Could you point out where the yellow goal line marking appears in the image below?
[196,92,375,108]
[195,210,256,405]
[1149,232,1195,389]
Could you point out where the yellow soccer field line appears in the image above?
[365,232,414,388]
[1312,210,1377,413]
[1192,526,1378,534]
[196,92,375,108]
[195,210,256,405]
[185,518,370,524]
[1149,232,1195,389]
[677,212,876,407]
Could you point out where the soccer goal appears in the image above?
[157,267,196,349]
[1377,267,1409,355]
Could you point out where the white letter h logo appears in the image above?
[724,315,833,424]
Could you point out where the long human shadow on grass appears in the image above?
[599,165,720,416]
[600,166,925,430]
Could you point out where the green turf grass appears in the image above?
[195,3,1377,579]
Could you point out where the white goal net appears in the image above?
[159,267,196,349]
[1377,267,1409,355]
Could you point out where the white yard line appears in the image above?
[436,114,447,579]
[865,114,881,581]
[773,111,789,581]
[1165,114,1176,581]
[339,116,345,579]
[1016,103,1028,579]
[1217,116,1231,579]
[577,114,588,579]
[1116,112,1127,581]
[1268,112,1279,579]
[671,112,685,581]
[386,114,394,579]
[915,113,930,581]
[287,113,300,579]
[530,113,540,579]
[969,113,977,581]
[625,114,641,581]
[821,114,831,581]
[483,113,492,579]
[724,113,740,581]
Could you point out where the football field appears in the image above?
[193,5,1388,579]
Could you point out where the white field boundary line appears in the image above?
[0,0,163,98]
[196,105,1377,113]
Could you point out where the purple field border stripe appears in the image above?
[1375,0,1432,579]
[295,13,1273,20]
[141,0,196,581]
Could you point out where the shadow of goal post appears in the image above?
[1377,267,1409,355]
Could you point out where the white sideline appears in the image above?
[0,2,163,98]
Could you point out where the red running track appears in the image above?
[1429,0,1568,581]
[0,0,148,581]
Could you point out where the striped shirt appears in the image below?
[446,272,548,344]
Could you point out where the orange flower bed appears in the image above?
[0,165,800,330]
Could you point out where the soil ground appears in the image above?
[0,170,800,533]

########

# [Instructions to follow]
Express every line of the material above as a Markdown table with two columns, Number and Record line, one row per line, and leave out any blank lines.

# [Written solution]
| Number | Record line |
|---|---|
| 1 | Could you point out where the yellow goal line marking appears in the image below? |
| 2 | [196,92,375,108] |
| 3 | [195,210,256,405] |
| 4 | [1149,232,1195,389] |
| 5 | Could you point out where the yellow soccer field line appears in the image above? |
| 6 | [365,232,414,388] |
| 7 | [1312,210,1377,413] |
| 8 | [1192,526,1378,534] |
| 9 | [196,92,375,108] |
| 10 | [195,210,256,405] |
| 11 | [185,518,370,524] |
| 12 | [1149,232,1195,389] |
| 13 | [677,212,876,407] |
| 14 | Could you point out where the soccer goal appears in the image above? |
| 15 | [157,267,196,349] |
| 16 | [1377,267,1409,355] |
| 17 | Could you point out where the white letter h logo appears in the image above? |
| 18 | [724,315,833,424] |
| 19 | Could you point out where the long human shadow on grass appears in the image above? |
| 20 | [599,165,720,416] |
| 21 | [600,166,925,430] |
| 22 | Could you point out where the green turf grass appears in the image above? |
| 23 | [195,3,1377,579] |
| 24 | Could you point out where the white goal net appears in the image above? |
| 25 | [159,267,196,349] |
| 26 | [1377,267,1409,355] |
| 27 | Could you point out where the white yard line appears in the image above? |
| 28 | [436,114,447,579] |
| 29 | [865,114,881,581] |
| 30 | [773,111,789,581] |
| 31 | [1165,114,1176,581] |
| 32 | [339,116,345,579] |
| 33 | [1016,103,1028,579] |
| 34 | [1217,116,1231,579] |
| 35 | [577,114,588,579] |
| 36 | [1116,112,1127,581] |
| 37 | [1268,112,1279,579] |
| 38 | [671,112,685,581] |
| 39 | [386,114,394,579] |
| 40 | [915,113,930,581] |
| 41 | [287,113,300,579] |
| 42 | [530,113,540,579] |
| 43 | [969,113,977,581] |
| 44 | [625,114,641,581] |
| 45 | [821,114,831,581] |
| 46 | [483,113,492,579] |
| 47 | [724,113,740,581] |
| 48 | Could you point out where the football field appears in the image above? |
| 49 | [193,5,1388,579] |
| 50 | Could you point out where the white field boundary line appears in the image above? |
| 51 | [0,0,163,98] |
| 52 | [196,105,1377,113] |
| 53 | Could you point out where the purple field border stripe appears in the image above? |
| 54 | [1375,0,1432,579] |
| 55 | [295,13,1273,20] |
| 56 | [141,0,196,581] |
| 57 | Could you point out where the shadow of goal post appears in the image above? |
| 58 | [1377,267,1409,355] |
| 59 | Could you point out where the white sideline appears in the image above? |
| 60 | [0,2,163,98] |
| 61 | Could you point out where the red running track appears in the image above? |
| 62 | [1429,0,1568,581] |
| 63 | [0,0,148,581] |
| 64 | Could you point out where the striped shirt appears in the image below? |
| 65 | [446,272,548,344] |
| 66 | Could you point out where the orange flower bed appears in the image above? |
| 67 | [0,165,800,330] |
| 68 | Could you point out where the soil ground appears in the image above? |
| 69 | [0,170,800,533] |